#### AANGELEVERD FRAGMENT:

<<<<

Uitspraak 200402616/1


Volledige tekst

200402616/1.
Datum uitspraak: 13 oktober 2004

AFDELING
BESTUURSRECHTSPRAAK

Uitspraak op het hoger beroep van:

het college van burgemeester en wethouders van Sittard-Geleen,
appellant,

tegen de uitspraak van de rechtbank Maastricht van 27 februari 2004 in het geding tussen:

[wederpartij], wonend te [woonplaats]

en

appellant.

1. Procesverloop

Bij besluit van 25 oktober 2002 heeft appellant (hierna: het college) [vergunninghouder] bouwvergunning verleend voor een terrasoverkapping en het plaatsen van terrasschermen op het platte dak van het eengezinshuis [locatie] te [plaats].

Bij besluit van 10 april 2003 heeft het college het daartegen door [wederpartij] te Sittard gemaakte bezwaar ongegrond verklaard.

Bij uitspraak van 27 februari 2004, verzonden op dezelfde dag, heeft de rechtbank Maastricht (hierna: de rechtbank) het daartegen door [wederpartij] ingestelde beroep gegrond verklaard en het bestreden besluit vernietigd. Deze uitspraak is aangehecht.

>>>>

#### OPDRACHTEN EN OEFENINGEN:
1. Herhaal letterlijk een deel van de uitspraak over de terrasoverkapping. Begin bij de woorden "Bij besluit van 10" en stop na "uitspraak is aangehecht.".
2. Pak de uitspraak over de terrasoverkapping weer op na de laatste zin en schrijf de tekst verder.

#### GEGEVENSRIJEN:
<<<<

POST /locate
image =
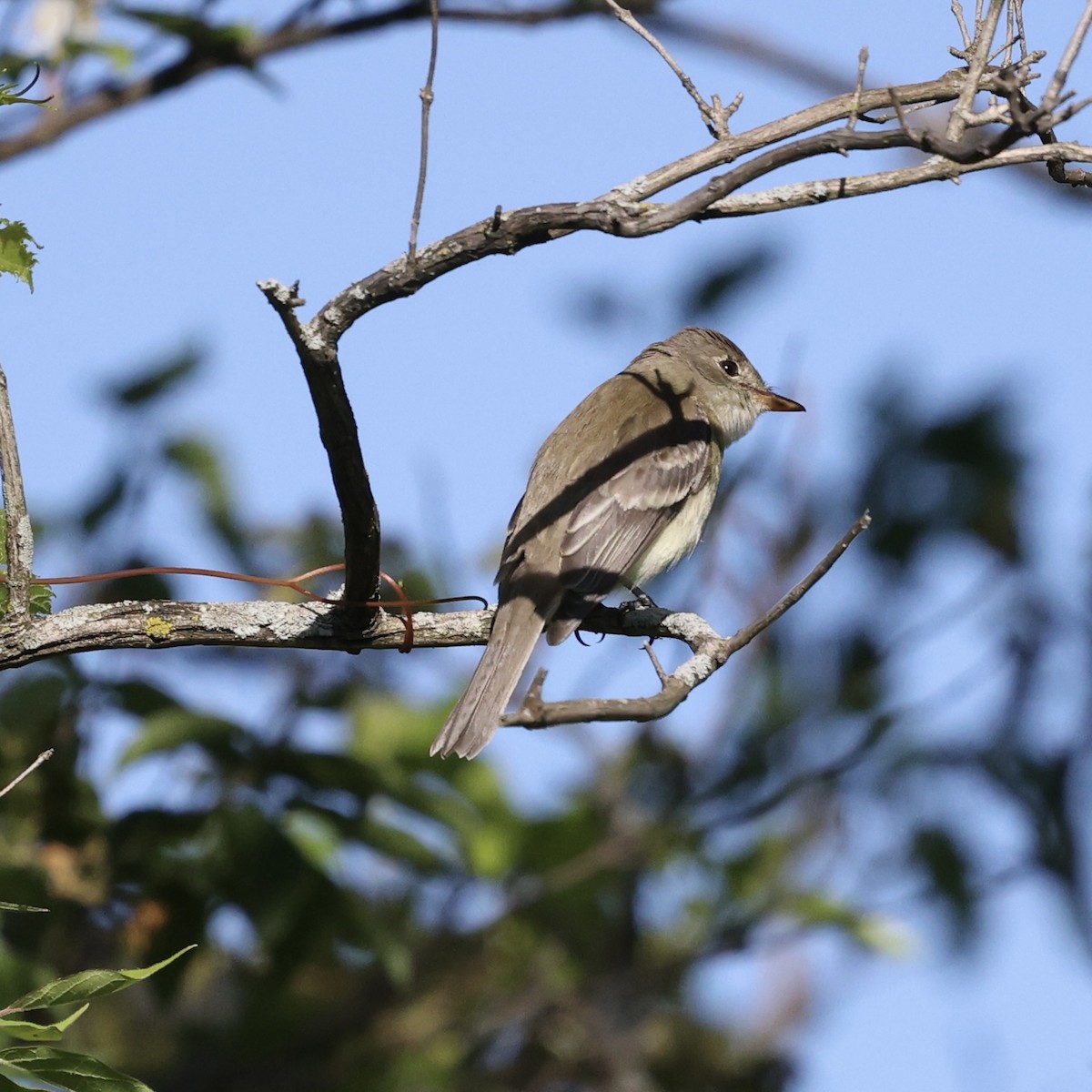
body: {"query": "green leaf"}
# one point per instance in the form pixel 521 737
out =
pixel 224 43
pixel 42 599
pixel 41 1033
pixel 15 255
pixel 87 986
pixel 156 382
pixel 175 727
pixel 45 1067
pixel 200 461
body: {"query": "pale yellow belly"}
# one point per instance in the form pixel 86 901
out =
pixel 677 540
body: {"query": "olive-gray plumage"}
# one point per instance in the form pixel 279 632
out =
pixel 620 492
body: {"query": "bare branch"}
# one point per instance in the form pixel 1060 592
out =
pixel 711 652
pixel 44 757
pixel 751 47
pixel 17 533
pixel 426 109
pixel 1052 98
pixel 714 119
pixel 977 59
pixel 965 34
pixel 855 110
pixel 108 96
pixel 339 432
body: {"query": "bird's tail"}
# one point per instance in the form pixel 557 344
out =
pixel 476 716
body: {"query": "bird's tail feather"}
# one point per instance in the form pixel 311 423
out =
pixel 476 715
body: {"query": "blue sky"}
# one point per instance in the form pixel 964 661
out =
pixel 157 224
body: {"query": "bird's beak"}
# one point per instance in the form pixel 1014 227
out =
pixel 779 403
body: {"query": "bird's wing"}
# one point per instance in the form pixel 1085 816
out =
pixel 615 524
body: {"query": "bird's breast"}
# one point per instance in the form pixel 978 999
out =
pixel 677 540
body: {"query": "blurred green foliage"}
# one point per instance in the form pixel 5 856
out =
pixel 372 918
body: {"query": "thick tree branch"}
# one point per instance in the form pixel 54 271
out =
pixel 17 534
pixel 167 623
pixel 626 211
pixel 339 432
pixel 711 652
pixel 113 96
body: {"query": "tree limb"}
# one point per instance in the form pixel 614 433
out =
pixel 17 533
pixel 339 437
pixel 711 652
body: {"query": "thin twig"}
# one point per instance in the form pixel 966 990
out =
pixel 711 652
pixel 339 437
pixel 986 31
pixel 858 91
pixel 17 533
pixel 1051 99
pixel 965 34
pixel 656 665
pixel 714 119
pixel 44 757
pixel 426 109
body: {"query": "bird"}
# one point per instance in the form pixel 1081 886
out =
pixel 620 492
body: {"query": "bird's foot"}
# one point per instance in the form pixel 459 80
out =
pixel 642 601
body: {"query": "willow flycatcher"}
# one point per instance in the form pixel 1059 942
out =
pixel 620 492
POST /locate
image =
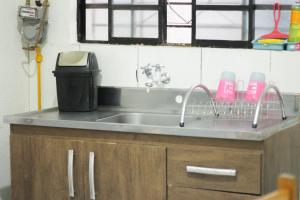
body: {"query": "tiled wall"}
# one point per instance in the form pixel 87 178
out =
pixel 14 87
pixel 186 65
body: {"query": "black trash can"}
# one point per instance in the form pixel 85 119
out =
pixel 77 75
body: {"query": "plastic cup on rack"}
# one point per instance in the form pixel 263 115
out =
pixel 227 88
pixel 256 87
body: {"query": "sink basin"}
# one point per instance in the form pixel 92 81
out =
pixel 168 120
pixel 145 119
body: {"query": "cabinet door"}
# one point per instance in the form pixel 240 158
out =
pixel 125 172
pixel 198 194
pixel 42 168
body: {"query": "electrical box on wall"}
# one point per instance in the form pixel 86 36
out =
pixel 30 20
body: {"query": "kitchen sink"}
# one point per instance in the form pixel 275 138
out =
pixel 169 120
pixel 145 119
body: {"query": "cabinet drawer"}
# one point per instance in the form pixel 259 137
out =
pixel 198 194
pixel 229 170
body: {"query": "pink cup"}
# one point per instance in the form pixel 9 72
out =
pixel 227 88
pixel 256 87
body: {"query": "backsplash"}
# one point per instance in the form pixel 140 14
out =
pixel 186 65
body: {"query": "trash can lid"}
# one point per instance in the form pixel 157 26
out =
pixel 73 59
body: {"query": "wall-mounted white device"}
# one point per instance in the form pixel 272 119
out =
pixel 32 24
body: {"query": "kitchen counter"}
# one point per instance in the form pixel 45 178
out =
pixel 221 129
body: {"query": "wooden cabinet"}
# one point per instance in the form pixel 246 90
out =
pixel 199 194
pixel 126 171
pixel 220 169
pixel 132 166
pixel 41 170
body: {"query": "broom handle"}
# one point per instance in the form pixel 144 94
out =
pixel 277 15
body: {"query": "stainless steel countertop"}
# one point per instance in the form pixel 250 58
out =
pixel 221 129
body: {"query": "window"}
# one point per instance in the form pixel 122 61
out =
pixel 216 23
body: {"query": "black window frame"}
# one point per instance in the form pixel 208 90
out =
pixel 250 8
pixel 161 7
pixel 82 6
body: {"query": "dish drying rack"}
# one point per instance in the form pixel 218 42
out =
pixel 238 109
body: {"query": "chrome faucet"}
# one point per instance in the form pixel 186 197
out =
pixel 187 96
pixel 258 107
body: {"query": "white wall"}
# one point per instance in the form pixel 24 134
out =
pixel 187 66
pixel 14 85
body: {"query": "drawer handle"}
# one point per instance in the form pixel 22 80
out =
pixel 70 173
pixel 211 171
pixel 92 175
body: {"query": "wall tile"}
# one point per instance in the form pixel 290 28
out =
pixel 285 71
pixel 118 64
pixel 183 64
pixel 240 61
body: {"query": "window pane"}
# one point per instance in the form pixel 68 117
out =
pixel 180 1
pixel 179 15
pixel 264 22
pixel 97 24
pixel 222 25
pixel 96 1
pixel 222 2
pixel 137 2
pixel 285 2
pixel 179 35
pixel 135 23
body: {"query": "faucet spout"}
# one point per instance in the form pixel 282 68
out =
pixel 258 107
pixel 187 96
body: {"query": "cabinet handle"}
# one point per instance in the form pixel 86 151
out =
pixel 70 173
pixel 211 171
pixel 92 175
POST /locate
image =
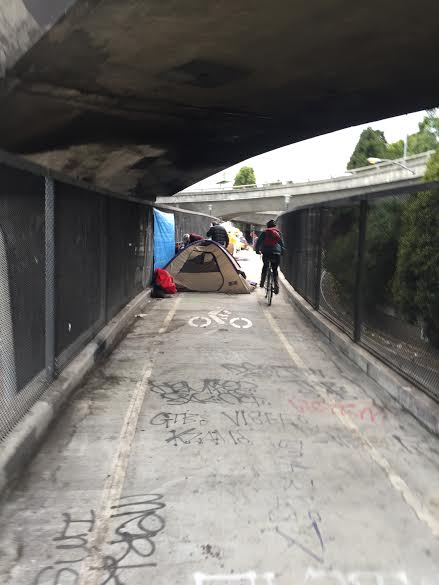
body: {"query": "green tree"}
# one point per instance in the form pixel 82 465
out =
pixel 383 229
pixel 416 283
pixel 245 176
pixel 372 143
pixel 395 149
pixel 427 138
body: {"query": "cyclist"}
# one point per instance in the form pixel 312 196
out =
pixel 271 245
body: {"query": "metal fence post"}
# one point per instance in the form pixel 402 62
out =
pixel 49 211
pixel 359 276
pixel 103 264
pixel 319 262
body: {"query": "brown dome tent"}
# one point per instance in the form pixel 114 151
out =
pixel 207 267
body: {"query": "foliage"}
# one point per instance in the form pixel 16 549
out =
pixel 432 170
pixel 372 143
pixel 395 149
pixel 383 228
pixel 382 239
pixel 416 283
pixel 245 176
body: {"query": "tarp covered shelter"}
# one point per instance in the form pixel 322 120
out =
pixel 207 267
pixel 164 238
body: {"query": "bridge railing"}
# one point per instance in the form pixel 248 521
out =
pixel 370 266
pixel 70 259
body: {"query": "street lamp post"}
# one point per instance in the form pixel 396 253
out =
pixel 373 161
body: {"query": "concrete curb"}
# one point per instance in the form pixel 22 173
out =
pixel 24 440
pixel 421 406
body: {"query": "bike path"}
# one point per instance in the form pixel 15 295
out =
pixel 226 442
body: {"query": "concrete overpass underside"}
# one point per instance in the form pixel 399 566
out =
pixel 146 98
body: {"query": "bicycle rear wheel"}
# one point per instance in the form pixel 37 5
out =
pixel 269 294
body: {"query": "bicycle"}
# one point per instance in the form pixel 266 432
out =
pixel 269 284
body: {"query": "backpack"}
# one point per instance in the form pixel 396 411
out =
pixel 164 280
pixel 271 237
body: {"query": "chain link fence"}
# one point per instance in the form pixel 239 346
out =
pixel 371 265
pixel 70 260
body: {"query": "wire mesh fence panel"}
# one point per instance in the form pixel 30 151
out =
pixel 311 246
pixel 79 274
pixel 340 229
pixel 126 235
pixel 401 291
pixel 22 294
pixel 294 262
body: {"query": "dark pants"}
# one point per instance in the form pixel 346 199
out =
pixel 275 261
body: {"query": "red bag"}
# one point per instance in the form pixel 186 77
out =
pixel 164 280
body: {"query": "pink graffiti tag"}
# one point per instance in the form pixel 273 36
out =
pixel 365 412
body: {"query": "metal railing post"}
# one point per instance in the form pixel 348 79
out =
pixel 359 276
pixel 319 262
pixel 49 212
pixel 7 343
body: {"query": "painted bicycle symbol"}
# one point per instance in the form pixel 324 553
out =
pixel 221 317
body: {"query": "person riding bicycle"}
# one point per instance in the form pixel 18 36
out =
pixel 271 245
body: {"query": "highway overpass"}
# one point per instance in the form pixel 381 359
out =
pixel 255 204
pixel 147 98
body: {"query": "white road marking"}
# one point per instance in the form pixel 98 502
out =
pixel 204 321
pixel 234 323
pixel 396 481
pixel 251 577
pixel 90 573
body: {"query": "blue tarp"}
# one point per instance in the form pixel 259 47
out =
pixel 164 238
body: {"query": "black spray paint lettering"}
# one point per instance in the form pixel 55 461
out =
pixel 213 391
pixel 168 419
pixel 317 551
pixel 212 437
pixel 55 576
pixel 242 418
pixel 74 537
pixel 134 545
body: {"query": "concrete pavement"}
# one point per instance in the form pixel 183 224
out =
pixel 227 442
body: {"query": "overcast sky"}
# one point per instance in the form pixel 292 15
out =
pixel 317 158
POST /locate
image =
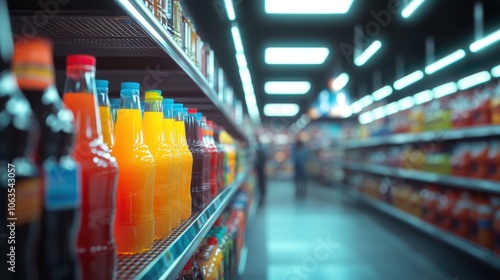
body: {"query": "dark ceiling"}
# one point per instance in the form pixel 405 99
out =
pixel 449 22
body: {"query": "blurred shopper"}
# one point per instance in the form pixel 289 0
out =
pixel 260 167
pixel 300 159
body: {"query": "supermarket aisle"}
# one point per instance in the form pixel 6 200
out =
pixel 327 235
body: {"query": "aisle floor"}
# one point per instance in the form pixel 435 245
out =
pixel 328 235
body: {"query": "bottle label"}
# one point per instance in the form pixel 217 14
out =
pixel 62 186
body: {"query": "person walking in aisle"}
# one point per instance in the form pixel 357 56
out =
pixel 300 159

>>>>

#### VERWACHTE RESULTATEN:
1.
Bij besluit van 10 april 2003 heeft het college het daartegen door [wederpartij] te Sittard gemaakte bezwaar ongegrond verklaard.

Bij uitspraak van 27 februari 2004, verzonden op dezelfde dag, heeft de rechtbank Maastricht (hierna: de rechtbank) het daartegen door [wederpartij] ingestelde beroep gegrond verklaard en het bestreden besluit vernietigd. Deze uitspraak is aangehecht.

2.
Tegen deze uitspraak heeft het college bij brief van 23 maart 2004, bij de Raad van State ingekomen op 29 maart 2004, hoger beroep ingesteld. Deze brief is aangehecht.

Met toepassing van artikel 8:26, eerste lid, van de Algemene wet bestuursrecht is vergunninghouder in de gelegenheid gesteld als partij aan het geding deel te nemen. Hij heeft te kennen gegeven van deze gelegenheid gebruik te willen maken.

De zaak is door een meervoudige kamer van de Afdeling verwezen naar een enkelvoudige.

De Afdeling heeft de zaak ter zitting behandeld op 28 september 2004, waar het college, vertegenwoordigd door J.F.M. Giesen, ambtenaar der gemeente, [wederpartij] in persoon, bijgestaan door mr. P. Baur, advocaat te Landgraaf, en [zoon] en gemachtigde van vergunninghouder, zijn verschenen.

2. Overwegingen

2.1. Het bouwplan voorziet in het oprichten van een terrasoverkapping en het plaatsen van terrasschermen op het platte dak van het eengezinshuis boven de niet aaneengebouwde zijde op de zijdelingse erfafscheiding.

2.2. Ingevolge het geldende bestemmingsplan ‘Leyenbroek’ geldt voor het betrokken perceel de bestemming ‘Bebouwingsklasse E’.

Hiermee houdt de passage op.